Arrange as a numbered list everything from the line containing "Q: Where exactly is the bare" down to the last of the lines below, both ends included. Omit blank lines and leave the pictures out.

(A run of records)
—————

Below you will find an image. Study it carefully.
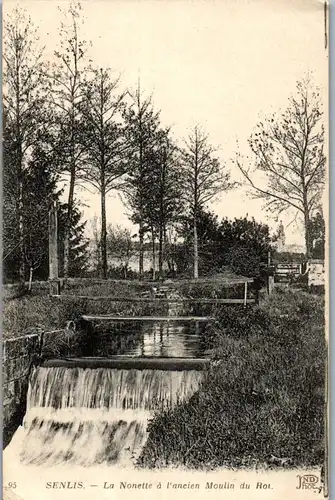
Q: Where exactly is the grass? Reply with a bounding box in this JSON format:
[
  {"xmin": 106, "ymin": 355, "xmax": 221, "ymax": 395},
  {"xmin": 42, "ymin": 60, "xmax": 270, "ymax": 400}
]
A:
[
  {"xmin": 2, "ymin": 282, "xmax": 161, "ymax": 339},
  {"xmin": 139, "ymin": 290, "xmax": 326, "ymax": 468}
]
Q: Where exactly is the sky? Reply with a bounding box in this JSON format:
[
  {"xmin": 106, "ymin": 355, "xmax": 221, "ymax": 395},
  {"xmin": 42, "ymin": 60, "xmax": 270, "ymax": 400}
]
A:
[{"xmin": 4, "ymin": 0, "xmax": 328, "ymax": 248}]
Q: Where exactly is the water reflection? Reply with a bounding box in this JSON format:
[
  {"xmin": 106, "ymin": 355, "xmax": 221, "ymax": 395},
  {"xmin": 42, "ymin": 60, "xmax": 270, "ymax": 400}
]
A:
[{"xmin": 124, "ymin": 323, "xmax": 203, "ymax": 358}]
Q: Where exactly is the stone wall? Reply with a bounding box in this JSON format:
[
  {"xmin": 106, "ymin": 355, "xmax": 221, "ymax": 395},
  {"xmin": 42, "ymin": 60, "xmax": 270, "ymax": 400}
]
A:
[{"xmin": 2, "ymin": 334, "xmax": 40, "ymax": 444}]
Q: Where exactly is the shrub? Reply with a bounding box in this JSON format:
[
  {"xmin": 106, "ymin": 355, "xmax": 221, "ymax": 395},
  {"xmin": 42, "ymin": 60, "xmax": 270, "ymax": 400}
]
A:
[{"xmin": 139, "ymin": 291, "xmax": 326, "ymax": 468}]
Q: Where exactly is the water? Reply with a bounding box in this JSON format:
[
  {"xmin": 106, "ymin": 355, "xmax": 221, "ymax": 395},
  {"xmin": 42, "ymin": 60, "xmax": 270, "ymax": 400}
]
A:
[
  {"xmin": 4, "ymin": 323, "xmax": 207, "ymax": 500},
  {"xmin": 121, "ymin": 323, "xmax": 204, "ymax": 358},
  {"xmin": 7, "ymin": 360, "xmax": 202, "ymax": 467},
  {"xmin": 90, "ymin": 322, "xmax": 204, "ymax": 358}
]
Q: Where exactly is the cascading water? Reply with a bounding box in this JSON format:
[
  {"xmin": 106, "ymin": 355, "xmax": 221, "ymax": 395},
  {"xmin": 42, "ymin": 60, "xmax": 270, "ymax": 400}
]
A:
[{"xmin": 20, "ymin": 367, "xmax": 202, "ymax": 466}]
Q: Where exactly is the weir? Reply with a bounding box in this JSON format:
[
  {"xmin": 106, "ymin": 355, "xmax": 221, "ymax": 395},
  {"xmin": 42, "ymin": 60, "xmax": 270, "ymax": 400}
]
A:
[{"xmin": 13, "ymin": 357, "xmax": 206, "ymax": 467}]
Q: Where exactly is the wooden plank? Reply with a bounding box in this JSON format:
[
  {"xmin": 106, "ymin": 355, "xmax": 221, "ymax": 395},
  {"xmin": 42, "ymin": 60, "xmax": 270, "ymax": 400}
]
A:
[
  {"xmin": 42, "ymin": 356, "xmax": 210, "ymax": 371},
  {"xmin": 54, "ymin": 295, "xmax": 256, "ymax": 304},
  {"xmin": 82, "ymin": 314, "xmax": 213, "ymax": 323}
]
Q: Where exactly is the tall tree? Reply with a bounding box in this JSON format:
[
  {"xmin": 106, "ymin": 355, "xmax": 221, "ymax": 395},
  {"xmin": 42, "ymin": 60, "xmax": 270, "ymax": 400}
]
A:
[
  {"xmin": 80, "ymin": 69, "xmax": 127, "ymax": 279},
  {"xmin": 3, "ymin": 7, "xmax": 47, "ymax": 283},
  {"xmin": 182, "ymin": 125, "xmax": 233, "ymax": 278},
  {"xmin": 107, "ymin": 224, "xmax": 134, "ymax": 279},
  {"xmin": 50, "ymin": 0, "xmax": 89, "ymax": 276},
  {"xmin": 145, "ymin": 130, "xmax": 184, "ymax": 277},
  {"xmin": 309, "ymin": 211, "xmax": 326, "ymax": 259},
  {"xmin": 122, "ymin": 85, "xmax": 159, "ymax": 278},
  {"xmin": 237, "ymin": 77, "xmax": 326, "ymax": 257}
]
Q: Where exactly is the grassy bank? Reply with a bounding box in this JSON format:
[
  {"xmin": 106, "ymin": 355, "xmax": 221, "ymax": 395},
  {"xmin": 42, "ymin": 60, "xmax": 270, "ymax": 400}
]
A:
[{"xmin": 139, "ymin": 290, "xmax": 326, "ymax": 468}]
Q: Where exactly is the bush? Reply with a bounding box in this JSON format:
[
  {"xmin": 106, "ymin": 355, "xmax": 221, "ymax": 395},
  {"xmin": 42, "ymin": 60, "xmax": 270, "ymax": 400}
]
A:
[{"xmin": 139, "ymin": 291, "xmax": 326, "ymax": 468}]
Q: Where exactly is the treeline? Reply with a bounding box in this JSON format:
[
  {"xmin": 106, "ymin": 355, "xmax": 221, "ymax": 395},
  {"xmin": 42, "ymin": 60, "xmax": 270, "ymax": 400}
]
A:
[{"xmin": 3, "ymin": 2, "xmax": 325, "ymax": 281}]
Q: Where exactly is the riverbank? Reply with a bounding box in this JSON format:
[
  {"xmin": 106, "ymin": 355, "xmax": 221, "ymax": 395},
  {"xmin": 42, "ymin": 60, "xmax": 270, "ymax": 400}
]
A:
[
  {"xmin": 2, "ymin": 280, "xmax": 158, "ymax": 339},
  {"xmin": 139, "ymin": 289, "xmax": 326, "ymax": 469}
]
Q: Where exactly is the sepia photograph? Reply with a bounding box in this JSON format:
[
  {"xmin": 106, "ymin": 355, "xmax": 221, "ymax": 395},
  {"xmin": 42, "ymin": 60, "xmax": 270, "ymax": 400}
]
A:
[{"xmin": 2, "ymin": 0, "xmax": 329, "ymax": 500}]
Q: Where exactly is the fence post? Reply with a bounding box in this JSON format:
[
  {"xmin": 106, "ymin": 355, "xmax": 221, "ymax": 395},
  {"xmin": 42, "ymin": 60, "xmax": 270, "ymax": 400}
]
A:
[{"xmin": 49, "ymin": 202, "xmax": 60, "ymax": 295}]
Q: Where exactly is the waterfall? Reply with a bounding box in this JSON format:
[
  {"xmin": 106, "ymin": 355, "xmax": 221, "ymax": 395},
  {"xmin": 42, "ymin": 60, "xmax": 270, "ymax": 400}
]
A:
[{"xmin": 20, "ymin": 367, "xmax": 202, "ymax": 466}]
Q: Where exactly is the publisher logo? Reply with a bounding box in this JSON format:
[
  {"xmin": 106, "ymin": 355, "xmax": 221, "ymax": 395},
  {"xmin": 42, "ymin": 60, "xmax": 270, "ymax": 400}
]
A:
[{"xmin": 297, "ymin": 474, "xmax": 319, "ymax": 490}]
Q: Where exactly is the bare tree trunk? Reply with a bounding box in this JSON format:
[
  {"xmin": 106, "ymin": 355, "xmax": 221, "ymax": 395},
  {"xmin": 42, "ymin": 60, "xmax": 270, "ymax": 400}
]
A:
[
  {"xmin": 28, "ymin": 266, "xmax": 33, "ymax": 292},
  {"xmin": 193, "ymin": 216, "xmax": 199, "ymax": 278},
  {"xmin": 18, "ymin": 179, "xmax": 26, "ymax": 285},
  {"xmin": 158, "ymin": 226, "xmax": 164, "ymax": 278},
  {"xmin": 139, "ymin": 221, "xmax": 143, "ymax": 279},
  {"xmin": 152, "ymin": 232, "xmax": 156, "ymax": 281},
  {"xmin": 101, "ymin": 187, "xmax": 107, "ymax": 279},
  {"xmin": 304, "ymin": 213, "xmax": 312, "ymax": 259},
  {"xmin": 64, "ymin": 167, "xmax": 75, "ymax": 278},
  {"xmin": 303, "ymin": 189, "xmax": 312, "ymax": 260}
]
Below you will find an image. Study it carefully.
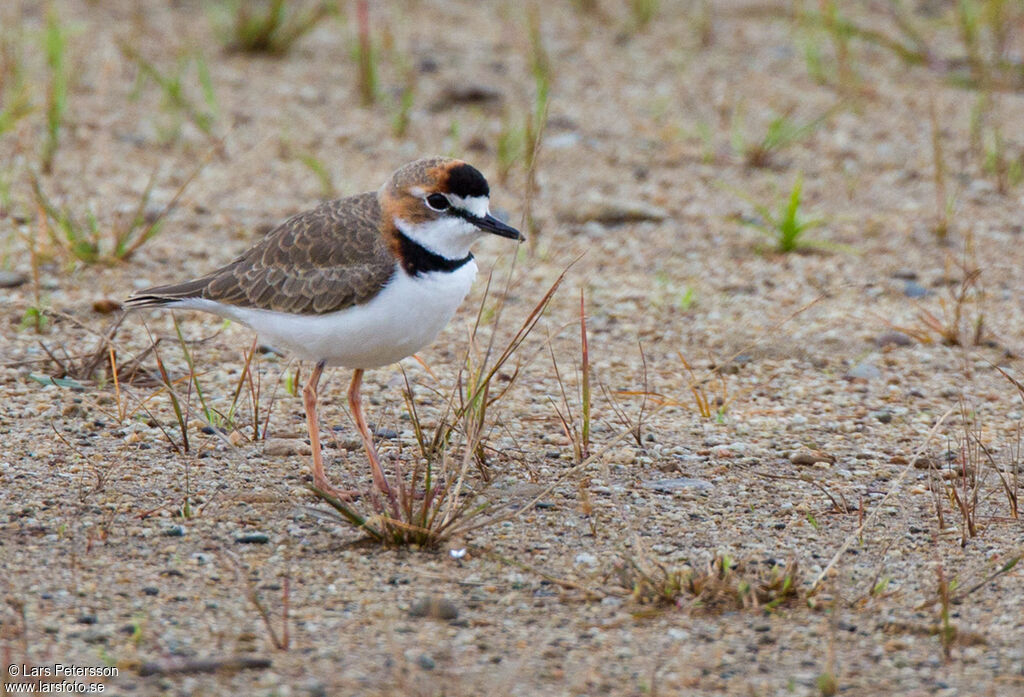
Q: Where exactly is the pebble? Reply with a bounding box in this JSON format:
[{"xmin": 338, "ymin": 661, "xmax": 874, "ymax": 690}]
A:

—————

Correct output:
1. Q: Where exactly is the bare tree trunk? Reply with a bounding box in this JSON format:
2. [
3.   {"xmin": 106, "ymin": 355, "xmax": 221, "ymax": 395},
4.   {"xmin": 42, "ymin": 60, "xmax": 270, "ymax": 400}
5. ]
6. A:
7. [
8.   {"xmin": 28, "ymin": 266, "xmax": 33, "ymax": 292},
9.   {"xmin": 193, "ymin": 216, "xmax": 199, "ymax": 278},
10.   {"xmin": 18, "ymin": 179, "xmax": 26, "ymax": 285},
11.   {"xmin": 158, "ymin": 226, "xmax": 164, "ymax": 278},
12.   {"xmin": 139, "ymin": 221, "xmax": 143, "ymax": 279},
13.   {"xmin": 152, "ymin": 232, "xmax": 156, "ymax": 281},
14.   {"xmin": 101, "ymin": 187, "xmax": 107, "ymax": 279},
15.   {"xmin": 304, "ymin": 213, "xmax": 312, "ymax": 259},
16.   {"xmin": 64, "ymin": 167, "xmax": 75, "ymax": 278},
17.   {"xmin": 303, "ymin": 189, "xmax": 312, "ymax": 260}
18. ]
19. Below you will find an image. Study it carefully.
20. Q: Where exactly is the pebble? Reply with a bounding box in this JSON format:
21. [{"xmin": 338, "ymin": 661, "xmax": 874, "ymax": 690}]
22. A:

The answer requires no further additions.